— Extracted records —
....................
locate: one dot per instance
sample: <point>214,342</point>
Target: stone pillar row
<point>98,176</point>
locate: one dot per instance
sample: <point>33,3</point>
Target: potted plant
....................
— Problem —
The listing above must be transcribed exactly, line by line.

— Correct result —
locate: one dot per instance
sample: <point>214,342</point>
Target: stone pillar row
<point>98,176</point>
locate: one dot per instance
sample: <point>33,3</point>
Target: potted plant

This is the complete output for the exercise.